Jan. 29 (Bloomberg) -- Fabienne Jeanmonod and her family dropped anchor along the shores of Lake Geneva two summers ago looking forward to a quiet picnic. After three minutes on shore, a man appeared from the surrounding fields, screaming that they were trespassing. She meekly packed up and left.

That incident turned the 47-year-old mother into an activist. Jeanmonod joined Rives Publiques, a citizens' group demanding that Swiss localities enforce the public's right to walk along the shores of the country's 1,484 lakes. Access is being obstructed as rich residents such as America's Cup sailing champion Ernesto Bertarelli build waterfront mansions.

``We were in a horrible situation,'' says Jeanmonod, an executive assistant at a Lausanne-based engineering company, recalling the confrontation. ``He was aggressive and we tried to calm him down. But if we'd known we were within our rights, we wouldn't have excused ourselves.''

Lake Geneva, Switzerland's biggest body of water, has become the main battleground. Rives Publiques is asking local authorities to reject Bertarelli's plans for a private dock at his property, saying the project violates a right dating from 1907 that guarantees public access to all Swiss shorelines.

══════

Aim of the task
Reproduce word for word the stretch of the Lake Geneva shoreline article from "Lake Geneva, Switzerland's" through "all Swiss shorelines.".

Collected data
══════

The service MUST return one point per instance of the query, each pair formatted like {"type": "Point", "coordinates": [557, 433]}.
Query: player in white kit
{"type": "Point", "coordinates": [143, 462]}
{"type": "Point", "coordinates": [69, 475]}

══════

Result of the task
Lake Geneva, Switzerland's biggest body of water, has become the main battleground. Rives Publiques is asking local authorities to reject Bertarelli's plans for a private dock at his property, saying the project violates a right dating from 1907 that guarantees public access to all Swiss shorelines.